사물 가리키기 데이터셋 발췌
|---|
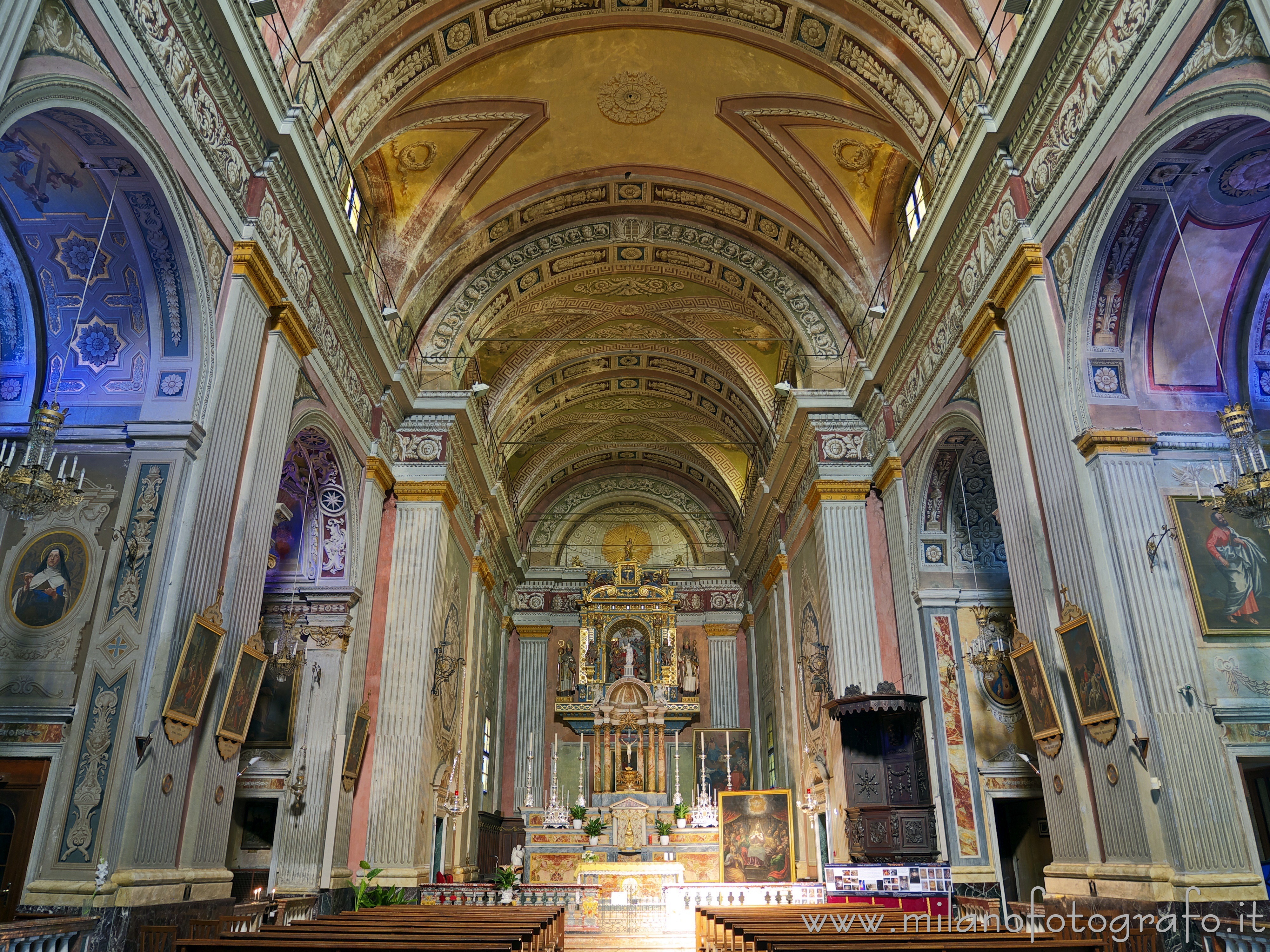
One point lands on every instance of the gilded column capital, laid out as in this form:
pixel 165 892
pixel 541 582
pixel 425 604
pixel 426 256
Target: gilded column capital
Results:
pixel 990 321
pixel 1118 441
pixel 836 491
pixel 482 568
pixel 782 563
pixel 1024 265
pixel 252 263
pixel 429 492
pixel 890 469
pixel 286 321
pixel 379 470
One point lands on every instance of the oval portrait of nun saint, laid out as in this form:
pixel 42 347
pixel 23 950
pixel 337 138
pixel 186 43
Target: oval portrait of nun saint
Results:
pixel 48 579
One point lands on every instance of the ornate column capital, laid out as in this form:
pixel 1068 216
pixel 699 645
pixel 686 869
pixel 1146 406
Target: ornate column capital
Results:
pixel 836 491
pixel 380 472
pixel 1094 442
pixel 1024 265
pixel 779 565
pixel 890 469
pixel 285 319
pixel 482 568
pixel 252 263
pixel 429 492
pixel 990 321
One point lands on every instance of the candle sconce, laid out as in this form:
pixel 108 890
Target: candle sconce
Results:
pixel 1154 544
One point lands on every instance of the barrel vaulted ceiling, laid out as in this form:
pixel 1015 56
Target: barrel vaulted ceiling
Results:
pixel 633 218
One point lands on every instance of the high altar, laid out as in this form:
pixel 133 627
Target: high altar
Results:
pixel 634 692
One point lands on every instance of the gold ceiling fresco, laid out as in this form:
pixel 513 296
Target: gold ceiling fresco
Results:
pixel 633 227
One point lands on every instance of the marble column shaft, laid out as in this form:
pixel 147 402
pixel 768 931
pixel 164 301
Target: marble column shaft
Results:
pixel 846 579
pixel 725 703
pixel 153 827
pixel 531 715
pixel 352 677
pixel 18 18
pixel 208 822
pixel 1126 813
pixel 1074 838
pixel 398 840
pixel 895 508
pixel 1203 830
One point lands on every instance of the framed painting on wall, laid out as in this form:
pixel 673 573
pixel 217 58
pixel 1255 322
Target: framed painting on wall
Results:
pixel 48 579
pixel 1092 689
pixel 756 836
pixel 274 719
pixel 716 743
pixel 195 670
pixel 1034 691
pixel 241 699
pixel 358 738
pixel 1226 565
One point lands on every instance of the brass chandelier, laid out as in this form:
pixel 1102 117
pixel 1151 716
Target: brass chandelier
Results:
pixel 1247 489
pixel 30 489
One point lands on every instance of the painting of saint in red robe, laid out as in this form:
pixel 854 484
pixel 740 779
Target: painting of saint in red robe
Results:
|---|
• **과제 목표**: "One point lands on every instance of the high"라는 문구가 있는 줄부터 "pixel 1203 830"라는 문구가 있는 줄까지, 양 끝 줄을 포함해 한 글자도 바꾸지 말고 옮겨 적으세요.

• **실습 결과물**:
One point lands on every instance of the high altar, laid out as in this form:
pixel 133 627
Target: high altar
Results:
pixel 634 692
One point lands on every instance of the gold ceiling fresco, laid out as in this form:
pixel 513 296
Target: gold ceiling fresco
Results:
pixel 633 227
One point lands on every instance of the marble column shaft, laid out as in this form:
pixel 147 402
pixel 768 931
pixel 164 301
Target: marble column shaft
Results:
pixel 846 579
pixel 725 703
pixel 153 827
pixel 531 715
pixel 352 677
pixel 18 18
pixel 208 822
pixel 1126 813
pixel 1074 838
pixel 398 840
pixel 895 508
pixel 1203 830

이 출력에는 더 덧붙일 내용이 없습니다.